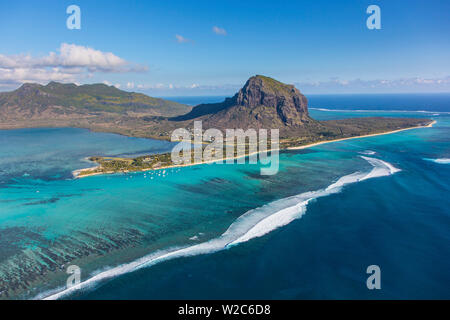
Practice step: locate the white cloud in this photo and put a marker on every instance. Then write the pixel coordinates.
(181, 39)
(220, 31)
(70, 63)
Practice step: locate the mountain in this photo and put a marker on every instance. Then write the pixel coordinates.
(261, 100)
(35, 101)
(266, 103)
(262, 103)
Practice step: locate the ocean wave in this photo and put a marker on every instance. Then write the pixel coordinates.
(434, 113)
(252, 224)
(439, 160)
(367, 152)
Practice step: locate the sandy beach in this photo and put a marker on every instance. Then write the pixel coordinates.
(76, 173)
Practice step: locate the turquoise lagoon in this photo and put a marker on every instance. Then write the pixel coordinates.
(225, 231)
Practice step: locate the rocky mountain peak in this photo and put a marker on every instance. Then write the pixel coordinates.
(287, 100)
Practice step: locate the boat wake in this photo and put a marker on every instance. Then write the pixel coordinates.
(252, 224)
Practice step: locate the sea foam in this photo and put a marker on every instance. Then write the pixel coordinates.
(252, 224)
(440, 160)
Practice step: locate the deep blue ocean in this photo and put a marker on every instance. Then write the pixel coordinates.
(224, 231)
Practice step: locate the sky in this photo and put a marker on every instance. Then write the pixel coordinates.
(181, 48)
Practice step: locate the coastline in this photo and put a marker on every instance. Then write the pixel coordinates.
(76, 173)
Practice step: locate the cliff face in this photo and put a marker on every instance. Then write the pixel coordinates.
(262, 103)
(290, 105)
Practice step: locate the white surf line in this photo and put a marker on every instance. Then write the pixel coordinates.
(439, 160)
(252, 224)
(377, 111)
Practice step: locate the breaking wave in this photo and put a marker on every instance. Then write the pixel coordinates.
(440, 160)
(252, 224)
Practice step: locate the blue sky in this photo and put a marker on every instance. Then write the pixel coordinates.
(168, 48)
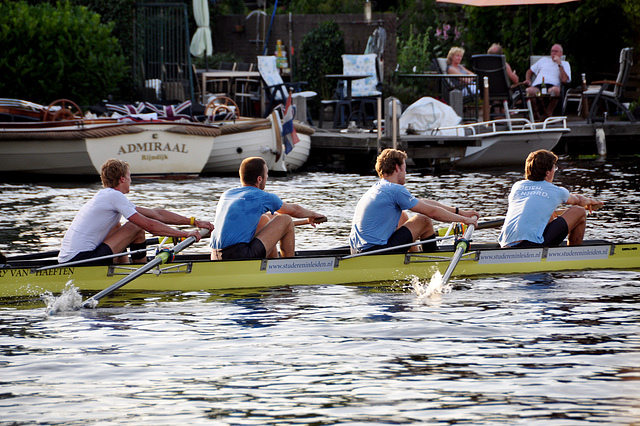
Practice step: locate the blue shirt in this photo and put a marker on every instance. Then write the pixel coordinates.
(377, 214)
(531, 204)
(238, 213)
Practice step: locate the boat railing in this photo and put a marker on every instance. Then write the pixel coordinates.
(501, 125)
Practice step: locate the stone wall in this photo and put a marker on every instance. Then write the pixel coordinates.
(245, 37)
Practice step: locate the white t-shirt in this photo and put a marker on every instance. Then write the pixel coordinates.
(548, 69)
(94, 221)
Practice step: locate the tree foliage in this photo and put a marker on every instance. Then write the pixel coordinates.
(321, 53)
(52, 52)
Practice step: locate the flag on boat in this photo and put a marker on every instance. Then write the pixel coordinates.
(288, 131)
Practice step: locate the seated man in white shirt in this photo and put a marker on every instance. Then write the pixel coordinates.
(550, 69)
(96, 231)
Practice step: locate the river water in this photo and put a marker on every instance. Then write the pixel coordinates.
(548, 348)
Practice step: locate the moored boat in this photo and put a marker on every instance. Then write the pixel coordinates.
(166, 142)
(193, 272)
(431, 131)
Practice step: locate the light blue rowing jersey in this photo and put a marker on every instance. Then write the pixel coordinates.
(238, 213)
(377, 214)
(531, 204)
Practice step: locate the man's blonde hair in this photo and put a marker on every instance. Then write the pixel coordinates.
(454, 51)
(111, 172)
(388, 160)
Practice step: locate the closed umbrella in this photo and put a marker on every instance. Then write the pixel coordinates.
(507, 3)
(201, 42)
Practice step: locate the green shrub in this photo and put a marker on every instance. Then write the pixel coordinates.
(52, 52)
(321, 53)
(413, 54)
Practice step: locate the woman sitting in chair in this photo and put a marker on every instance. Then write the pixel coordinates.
(454, 66)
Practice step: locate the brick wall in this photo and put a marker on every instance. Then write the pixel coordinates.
(244, 37)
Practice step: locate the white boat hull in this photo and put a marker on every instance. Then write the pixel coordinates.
(151, 148)
(255, 138)
(509, 148)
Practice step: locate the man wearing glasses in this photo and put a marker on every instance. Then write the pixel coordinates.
(532, 220)
(551, 70)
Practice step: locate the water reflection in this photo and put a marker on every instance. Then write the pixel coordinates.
(552, 348)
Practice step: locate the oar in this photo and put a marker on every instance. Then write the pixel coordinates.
(382, 250)
(481, 225)
(149, 241)
(162, 257)
(306, 221)
(461, 247)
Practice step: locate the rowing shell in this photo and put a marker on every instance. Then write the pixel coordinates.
(193, 272)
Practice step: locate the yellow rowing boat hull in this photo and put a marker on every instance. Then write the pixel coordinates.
(195, 273)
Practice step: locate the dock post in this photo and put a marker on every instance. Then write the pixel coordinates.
(455, 100)
(601, 142)
(392, 112)
(379, 117)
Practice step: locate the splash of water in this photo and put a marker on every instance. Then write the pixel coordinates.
(431, 290)
(69, 300)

* Written task:
Restate the data above word for word. Skip every picture.

* Full solution:
Practice step: locate the white cloud in this photo and put a marker on every instance. Then write the pixel coordinates.
(181, 39)
(220, 31)
(70, 63)
Practice step: locate the mountain in this photo and put a marker on every instance. Then write the pixel coordinates.
(261, 100)
(35, 101)
(266, 103)
(262, 103)
Practice step: locate the ocean wave in this photo and put a marker on every instance. Then write the pixel coordinates.
(434, 113)
(252, 224)
(439, 160)
(367, 152)
Practice step: locate the sandy beach in this photo and put a marker on every instance. Then write the pixel coordinates.
(76, 173)
Practice step: locate the turquoise lagoon in this photo and put a marker on every instance. Then write the pixel coordinates.
(225, 231)
Practice step: locate the rocky mountain peak in this photo and put a marker on every instance. Then write the pixel coordinates.
(287, 100)
Practice step: locate the boat wake in this photo and put a marker on every instance. Then write the pixel coordinates.
(252, 224)
Practice step: locate the sea foam in this photo and put a marker on every instance. Then write the pixel coordinates.
(252, 224)
(440, 160)
Practice step: locate the deep blue ocean in this photo and put a marker on every instance. Then write the pixel coordinates.
(224, 231)
Practice step: locate the sky in this photo and put a marker on every instance. Then write the pixel coordinates.
(181, 48)
Practice step: locate the coastline in this photo and put a marker on every instance. Then write the pixel coordinates.
(76, 173)
Practice step: locate the cliff face in this photo and put a marker on every instance. Then write the pixel coordinates.
(262, 103)
(290, 105)
Practice step: locate the white surf line in this photo and put a marker on every instance. Then write the pixel coordinates.
(439, 160)
(252, 224)
(377, 111)
Practice step: locate the breaking wave in this photo and put a marker on every instance. Then write the pixel coordinates.
(440, 160)
(252, 224)
Practice step: locate the blue sky in this photo and put a marker on every instance. Then write the pixel coordinates.
(168, 48)
Practice step: locate the blue shirt in this photo and put a marker on every instance. Then write the pixel coordinates.
(377, 214)
(531, 204)
(238, 213)
Practice step: locate the boat railing in this photo and put a marker on every instance. Then write the pixel coordinates.
(501, 125)
Practice step: locate the stone wall in this photo and put a marker on every instance. Then write the pixel coordinates.
(245, 37)
Practice step: locate the white t-shirt in this photo and put a marker on every instance. Then write the pixel coordinates.
(548, 69)
(94, 221)
Practice step: locate the tree foliage in this photo and put a marker on every instance. Then write the pixel coordinates.
(321, 53)
(52, 52)
Practice step: locate the flag on boat in this photo and put a marker on every instance. Then write the pixel coordinates.
(288, 131)
Practice step: locate the seated man in white shirt in this photo and put a marker on every instance. Then write the pixel coordinates.
(550, 69)
(96, 231)
Practice step: locate the river water in this photo and put a marker on every instance. Then write the pixel coordinates.
(548, 348)
Practice step: locate the moored boat in this photo and put a marker on every instance. Then write the pixel coordinates.
(166, 142)
(193, 272)
(431, 131)
Practice step: locate the light blue rowing jersey in this photo and put a marker on every instance. Then write the pixel coordinates.
(238, 213)
(377, 214)
(531, 204)
Practice step: locate the man's blonde hair in this photo and put a marker on every instance. Then write the pixel coordinates.
(454, 51)
(111, 172)
(388, 160)
Practice step: locate the closed umbrella in this photo and put a marker on every instance. Then write the pixel coordinates.
(507, 3)
(201, 42)
Practice step: locate the green shrub in this photo and put a marker on every instance. Then write the pixel coordinates.
(52, 52)
(321, 53)
(413, 54)
Practice step: locate the woman sitting in chair in this photo and put a marker on every instance. Then write the pixel coordinates.
(454, 66)
Practice step: locate the brick wall in this photo and put a marker on every instance. Then write the pixel coordinates.
(244, 37)
Practice step: locate the white boat hull in this photo and put a marker on every instance. Then write the pixel coordinates.
(151, 148)
(255, 138)
(509, 148)
Practice step: locate the man wearing glasses in this photo and put a marker on every instance. Then write the pixel coordinates.
(532, 220)
(551, 70)
Practice step: locate the water reflection in this photo and put a marker on every instance. Then write the pixel coordinates.
(552, 348)
Practice step: locate the oar in this photo and put a marker on every instance. Then write the pixel coordinates.
(382, 250)
(481, 225)
(149, 241)
(162, 257)
(306, 221)
(461, 247)
Practice step: locate the rowing shell in this photo and put a marker on every instance. Then write the pixel coordinates.
(193, 272)
Practice step: locate the yellow rowing boat hull in this photo and put a marker on every instance. Then write the pixel coordinates.
(195, 273)
Practice step: locate the dock post in this photo and put a marker on every instance. Then write the pixel coordinates.
(455, 100)
(601, 142)
(392, 112)
(379, 117)
Practice step: locate the splash of water in this photo and put a marker on every instance. Then write the pixel coordinates.
(431, 290)
(69, 300)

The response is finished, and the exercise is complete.